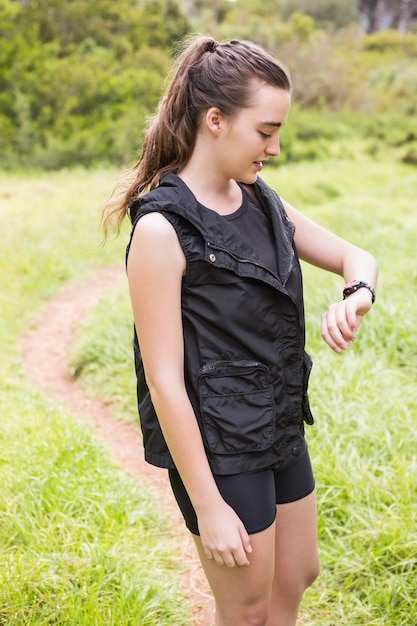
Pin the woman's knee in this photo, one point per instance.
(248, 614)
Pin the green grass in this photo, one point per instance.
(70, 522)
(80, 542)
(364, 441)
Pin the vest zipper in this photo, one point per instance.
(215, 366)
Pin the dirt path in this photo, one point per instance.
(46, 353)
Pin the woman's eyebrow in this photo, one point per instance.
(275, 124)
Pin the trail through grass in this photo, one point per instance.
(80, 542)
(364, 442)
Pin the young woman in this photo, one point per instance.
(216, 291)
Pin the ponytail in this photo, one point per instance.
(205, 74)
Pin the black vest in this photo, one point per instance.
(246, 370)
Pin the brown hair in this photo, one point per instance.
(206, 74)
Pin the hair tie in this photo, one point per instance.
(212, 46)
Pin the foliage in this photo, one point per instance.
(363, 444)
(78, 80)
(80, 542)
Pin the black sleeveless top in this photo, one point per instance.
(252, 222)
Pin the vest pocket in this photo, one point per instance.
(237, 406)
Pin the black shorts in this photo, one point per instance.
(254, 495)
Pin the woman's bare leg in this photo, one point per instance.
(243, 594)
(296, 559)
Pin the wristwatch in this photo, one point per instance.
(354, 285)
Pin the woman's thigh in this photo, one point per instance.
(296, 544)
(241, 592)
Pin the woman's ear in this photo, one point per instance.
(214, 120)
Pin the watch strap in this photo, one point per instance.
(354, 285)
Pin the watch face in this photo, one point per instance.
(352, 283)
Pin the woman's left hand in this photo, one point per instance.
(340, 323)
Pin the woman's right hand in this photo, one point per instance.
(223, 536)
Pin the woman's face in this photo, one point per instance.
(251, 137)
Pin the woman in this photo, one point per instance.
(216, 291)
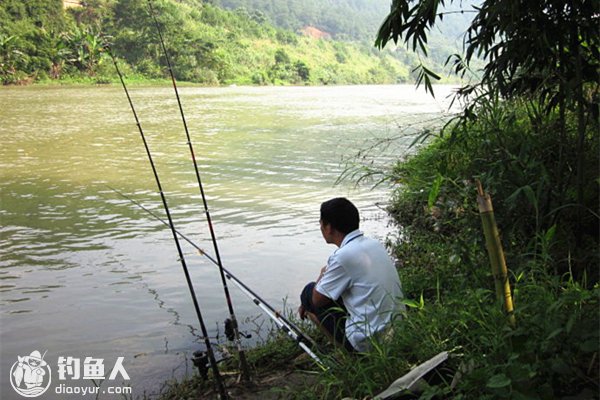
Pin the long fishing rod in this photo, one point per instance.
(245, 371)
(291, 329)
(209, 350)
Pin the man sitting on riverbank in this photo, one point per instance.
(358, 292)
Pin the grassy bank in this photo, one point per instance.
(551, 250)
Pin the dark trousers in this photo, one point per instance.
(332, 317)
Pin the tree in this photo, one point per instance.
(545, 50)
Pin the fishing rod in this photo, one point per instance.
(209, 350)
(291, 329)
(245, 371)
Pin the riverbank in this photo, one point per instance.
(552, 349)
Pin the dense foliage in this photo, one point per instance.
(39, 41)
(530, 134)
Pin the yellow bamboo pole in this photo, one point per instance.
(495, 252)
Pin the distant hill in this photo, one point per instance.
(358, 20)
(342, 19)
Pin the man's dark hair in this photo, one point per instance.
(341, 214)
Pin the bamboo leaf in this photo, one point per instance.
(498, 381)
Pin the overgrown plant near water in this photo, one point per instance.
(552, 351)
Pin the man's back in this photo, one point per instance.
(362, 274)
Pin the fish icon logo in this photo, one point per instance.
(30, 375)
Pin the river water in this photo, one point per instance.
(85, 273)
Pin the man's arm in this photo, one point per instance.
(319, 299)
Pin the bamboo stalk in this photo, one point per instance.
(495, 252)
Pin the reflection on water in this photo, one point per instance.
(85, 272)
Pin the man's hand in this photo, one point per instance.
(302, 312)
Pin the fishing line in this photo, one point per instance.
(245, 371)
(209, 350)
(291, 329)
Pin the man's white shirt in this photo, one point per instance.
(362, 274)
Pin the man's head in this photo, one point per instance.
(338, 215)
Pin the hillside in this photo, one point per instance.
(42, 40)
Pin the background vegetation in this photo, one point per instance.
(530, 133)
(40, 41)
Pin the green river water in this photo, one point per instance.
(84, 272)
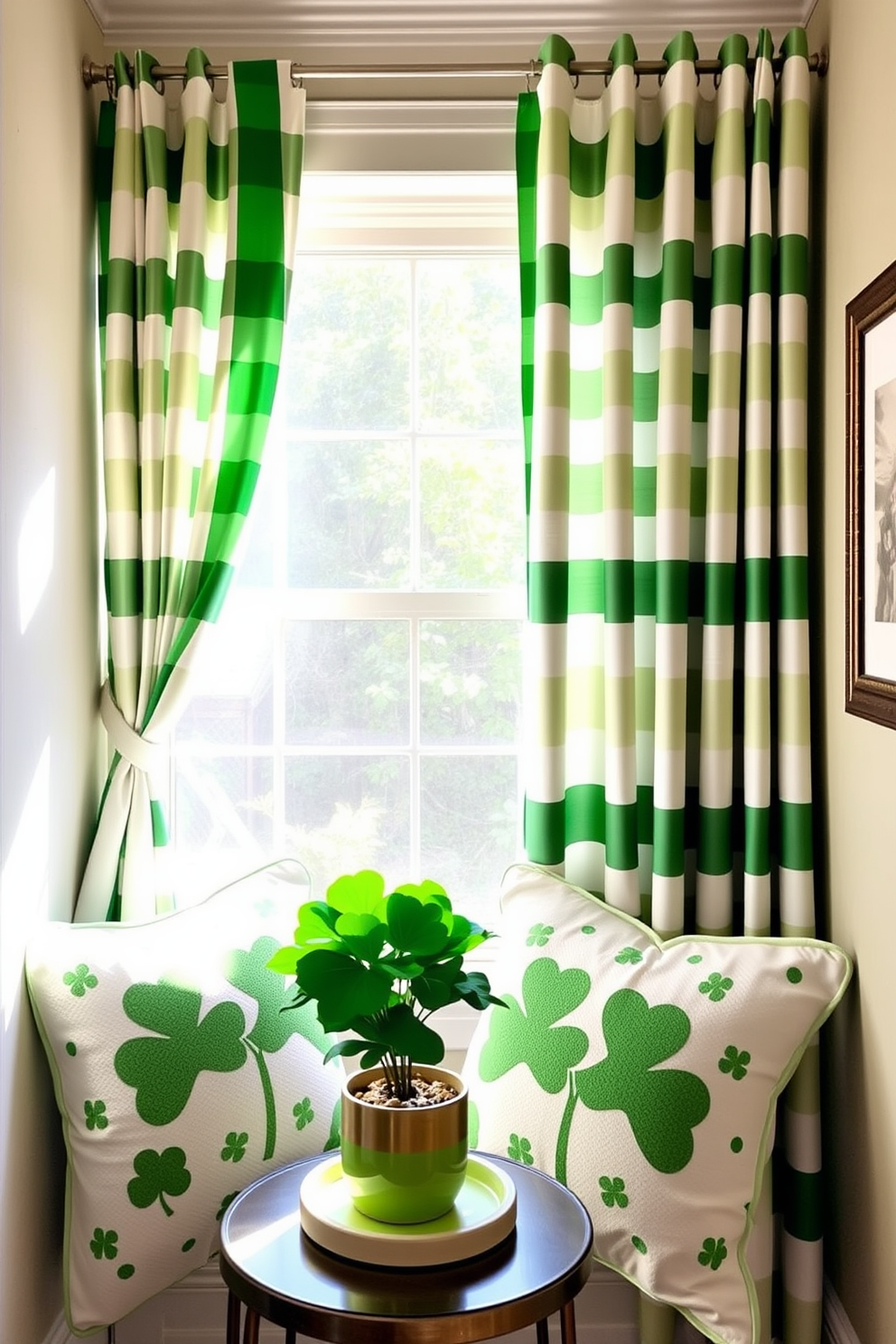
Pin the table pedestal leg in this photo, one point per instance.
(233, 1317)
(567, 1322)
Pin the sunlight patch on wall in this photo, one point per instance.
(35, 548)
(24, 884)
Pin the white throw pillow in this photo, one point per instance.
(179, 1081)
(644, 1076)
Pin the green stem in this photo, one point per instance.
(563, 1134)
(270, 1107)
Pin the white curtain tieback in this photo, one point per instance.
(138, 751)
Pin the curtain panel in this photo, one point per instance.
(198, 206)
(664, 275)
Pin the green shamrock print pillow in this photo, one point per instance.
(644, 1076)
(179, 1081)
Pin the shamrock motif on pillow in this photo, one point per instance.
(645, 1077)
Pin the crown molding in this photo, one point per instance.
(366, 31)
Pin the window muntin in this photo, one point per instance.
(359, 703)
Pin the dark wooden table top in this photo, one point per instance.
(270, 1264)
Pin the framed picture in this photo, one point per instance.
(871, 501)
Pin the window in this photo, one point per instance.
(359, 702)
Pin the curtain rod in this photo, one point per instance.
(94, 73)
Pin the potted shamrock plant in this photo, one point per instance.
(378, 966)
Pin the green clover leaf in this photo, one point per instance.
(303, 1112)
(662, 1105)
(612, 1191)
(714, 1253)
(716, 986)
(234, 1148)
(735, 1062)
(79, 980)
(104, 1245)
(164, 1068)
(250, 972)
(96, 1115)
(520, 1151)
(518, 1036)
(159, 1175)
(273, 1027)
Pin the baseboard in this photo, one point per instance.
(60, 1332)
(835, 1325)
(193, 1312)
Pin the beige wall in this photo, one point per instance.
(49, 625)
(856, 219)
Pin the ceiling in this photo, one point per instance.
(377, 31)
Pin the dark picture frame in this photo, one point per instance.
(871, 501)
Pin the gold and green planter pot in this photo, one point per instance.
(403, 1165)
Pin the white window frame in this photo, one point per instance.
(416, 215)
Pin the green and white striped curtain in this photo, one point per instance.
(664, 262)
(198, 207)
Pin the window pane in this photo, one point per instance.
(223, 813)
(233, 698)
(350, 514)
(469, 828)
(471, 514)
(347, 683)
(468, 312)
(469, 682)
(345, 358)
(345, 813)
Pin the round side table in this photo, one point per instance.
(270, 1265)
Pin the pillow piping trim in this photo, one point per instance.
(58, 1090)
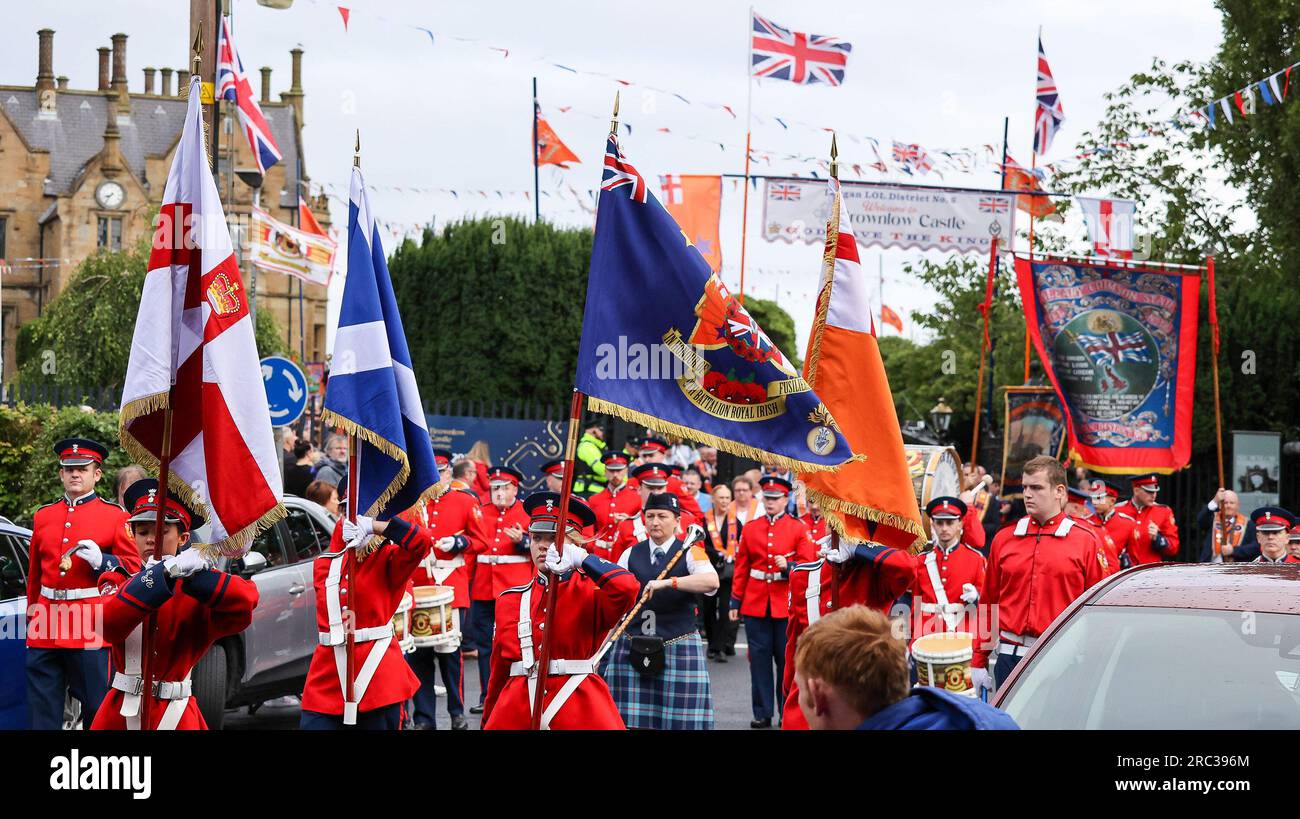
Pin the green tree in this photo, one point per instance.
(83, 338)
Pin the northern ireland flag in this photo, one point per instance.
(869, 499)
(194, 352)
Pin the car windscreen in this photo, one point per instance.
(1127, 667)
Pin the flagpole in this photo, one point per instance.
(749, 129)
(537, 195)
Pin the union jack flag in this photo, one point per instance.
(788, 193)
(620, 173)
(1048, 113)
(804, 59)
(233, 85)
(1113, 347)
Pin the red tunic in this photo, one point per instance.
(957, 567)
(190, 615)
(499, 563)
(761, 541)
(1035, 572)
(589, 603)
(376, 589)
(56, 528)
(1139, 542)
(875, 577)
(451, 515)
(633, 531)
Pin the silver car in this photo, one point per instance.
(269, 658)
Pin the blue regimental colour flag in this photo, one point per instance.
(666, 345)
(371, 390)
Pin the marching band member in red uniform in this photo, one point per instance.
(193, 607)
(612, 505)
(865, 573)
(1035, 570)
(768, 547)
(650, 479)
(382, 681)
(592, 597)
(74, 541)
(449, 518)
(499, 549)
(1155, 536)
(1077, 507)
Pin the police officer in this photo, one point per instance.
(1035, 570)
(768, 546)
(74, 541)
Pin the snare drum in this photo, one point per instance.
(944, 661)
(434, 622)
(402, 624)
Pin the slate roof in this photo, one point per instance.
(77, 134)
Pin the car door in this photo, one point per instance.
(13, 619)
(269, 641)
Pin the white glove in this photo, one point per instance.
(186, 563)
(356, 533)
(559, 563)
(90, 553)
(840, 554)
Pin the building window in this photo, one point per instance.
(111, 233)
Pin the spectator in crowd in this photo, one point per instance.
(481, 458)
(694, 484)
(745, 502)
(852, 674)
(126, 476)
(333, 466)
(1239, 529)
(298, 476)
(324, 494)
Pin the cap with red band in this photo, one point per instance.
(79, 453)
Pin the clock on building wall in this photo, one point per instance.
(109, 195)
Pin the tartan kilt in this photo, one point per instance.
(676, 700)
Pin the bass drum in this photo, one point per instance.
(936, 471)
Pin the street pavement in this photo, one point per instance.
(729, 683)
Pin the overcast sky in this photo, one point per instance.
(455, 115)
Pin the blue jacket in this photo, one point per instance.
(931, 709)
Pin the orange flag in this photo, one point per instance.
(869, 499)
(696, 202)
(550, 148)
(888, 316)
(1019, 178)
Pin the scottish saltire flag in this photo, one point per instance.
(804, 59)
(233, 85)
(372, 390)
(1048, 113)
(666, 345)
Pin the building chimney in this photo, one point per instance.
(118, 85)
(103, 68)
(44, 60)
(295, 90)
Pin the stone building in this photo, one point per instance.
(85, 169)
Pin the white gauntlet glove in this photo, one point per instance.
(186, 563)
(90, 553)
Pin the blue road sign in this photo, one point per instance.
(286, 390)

• TASK DESCRIPTION:
Everything from the line with "Pin the blue jacket" through the last line of the material above should be echoed exactly, and nothing else.

• FINISHED TASK:
Pin the blue jacket in this photo, one point per instance.
(931, 709)
Pin the orange flag in this photo, one point per instance.
(869, 499)
(696, 202)
(550, 148)
(888, 316)
(1019, 178)
Pin the scottish saltire flag in this photo, one point per instance.
(804, 59)
(233, 85)
(372, 390)
(1048, 113)
(666, 345)
Pin the building chimney in this photo, one point per instance.
(118, 85)
(103, 68)
(44, 60)
(295, 90)
Pin the stone building in this photo, one point per instance.
(85, 169)
Pin the white gauntlet glove in this photo, one point per instance.
(186, 563)
(90, 553)
Pin the blue road sign in this photo, one point per instance.
(286, 390)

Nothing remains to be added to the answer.